(Collection entries)
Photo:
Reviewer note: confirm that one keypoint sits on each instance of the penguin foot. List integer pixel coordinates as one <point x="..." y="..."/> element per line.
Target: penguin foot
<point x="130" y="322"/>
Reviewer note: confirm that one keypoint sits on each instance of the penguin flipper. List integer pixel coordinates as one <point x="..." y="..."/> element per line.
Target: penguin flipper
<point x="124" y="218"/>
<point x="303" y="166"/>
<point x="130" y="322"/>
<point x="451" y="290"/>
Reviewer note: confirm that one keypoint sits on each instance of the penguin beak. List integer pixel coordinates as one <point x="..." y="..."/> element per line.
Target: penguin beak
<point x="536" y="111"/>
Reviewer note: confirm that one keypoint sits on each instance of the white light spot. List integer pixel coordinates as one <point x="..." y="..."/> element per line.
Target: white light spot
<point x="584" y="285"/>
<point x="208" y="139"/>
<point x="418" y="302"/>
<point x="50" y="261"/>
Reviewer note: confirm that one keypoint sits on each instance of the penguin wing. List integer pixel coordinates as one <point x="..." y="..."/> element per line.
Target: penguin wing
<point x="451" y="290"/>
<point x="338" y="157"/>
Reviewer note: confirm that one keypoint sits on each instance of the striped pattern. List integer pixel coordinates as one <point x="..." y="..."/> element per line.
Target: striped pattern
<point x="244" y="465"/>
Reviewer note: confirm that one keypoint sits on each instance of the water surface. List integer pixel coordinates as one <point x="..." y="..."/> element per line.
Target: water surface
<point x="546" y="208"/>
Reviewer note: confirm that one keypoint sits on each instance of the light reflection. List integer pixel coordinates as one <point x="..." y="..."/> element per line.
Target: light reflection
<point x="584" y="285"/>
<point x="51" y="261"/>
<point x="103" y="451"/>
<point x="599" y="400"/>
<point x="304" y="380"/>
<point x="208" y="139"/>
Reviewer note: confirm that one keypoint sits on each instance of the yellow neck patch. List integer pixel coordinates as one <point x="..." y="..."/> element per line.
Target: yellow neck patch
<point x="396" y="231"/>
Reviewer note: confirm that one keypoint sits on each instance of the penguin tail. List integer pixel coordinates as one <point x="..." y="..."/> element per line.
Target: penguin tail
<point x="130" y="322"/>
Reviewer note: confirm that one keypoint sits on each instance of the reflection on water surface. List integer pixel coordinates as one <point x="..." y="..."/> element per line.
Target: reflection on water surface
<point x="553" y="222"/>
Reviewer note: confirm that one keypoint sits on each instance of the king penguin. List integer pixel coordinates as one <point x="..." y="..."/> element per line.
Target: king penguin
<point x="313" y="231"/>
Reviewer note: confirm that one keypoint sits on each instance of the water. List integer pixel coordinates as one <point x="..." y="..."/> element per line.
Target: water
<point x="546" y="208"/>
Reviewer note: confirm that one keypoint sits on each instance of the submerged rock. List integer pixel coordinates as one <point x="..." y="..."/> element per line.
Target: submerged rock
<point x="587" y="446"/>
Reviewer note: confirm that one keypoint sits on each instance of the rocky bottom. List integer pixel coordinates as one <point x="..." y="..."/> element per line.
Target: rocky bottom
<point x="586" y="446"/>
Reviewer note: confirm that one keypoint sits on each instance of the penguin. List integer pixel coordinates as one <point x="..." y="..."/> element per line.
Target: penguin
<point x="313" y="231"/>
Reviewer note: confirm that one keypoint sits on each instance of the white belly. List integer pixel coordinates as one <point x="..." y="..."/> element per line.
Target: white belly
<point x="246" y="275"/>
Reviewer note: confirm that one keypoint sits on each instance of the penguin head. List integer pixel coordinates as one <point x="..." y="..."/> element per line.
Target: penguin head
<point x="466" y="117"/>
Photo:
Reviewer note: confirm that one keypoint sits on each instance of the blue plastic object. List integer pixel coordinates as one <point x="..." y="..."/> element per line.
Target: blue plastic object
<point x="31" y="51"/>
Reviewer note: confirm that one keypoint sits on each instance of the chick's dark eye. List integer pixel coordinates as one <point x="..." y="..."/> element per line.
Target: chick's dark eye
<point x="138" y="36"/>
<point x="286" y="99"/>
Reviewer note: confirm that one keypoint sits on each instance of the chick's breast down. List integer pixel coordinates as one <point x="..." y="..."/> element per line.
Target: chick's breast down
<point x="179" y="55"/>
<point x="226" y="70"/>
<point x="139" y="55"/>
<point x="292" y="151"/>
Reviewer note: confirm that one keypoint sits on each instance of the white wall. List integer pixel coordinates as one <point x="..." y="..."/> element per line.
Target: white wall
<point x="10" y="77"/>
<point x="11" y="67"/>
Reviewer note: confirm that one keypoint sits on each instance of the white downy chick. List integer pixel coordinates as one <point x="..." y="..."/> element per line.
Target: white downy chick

→ **Try it**:
Wherever "downy" appears in a line of the entries, copy that line.

→ **Response to this exercise**:
Reviewer note: confirm that one keypoint sits on each instance of the white downy chick. List integer pixel coordinates as one <point x="..." y="..."/> element per line.
Target: white downy chick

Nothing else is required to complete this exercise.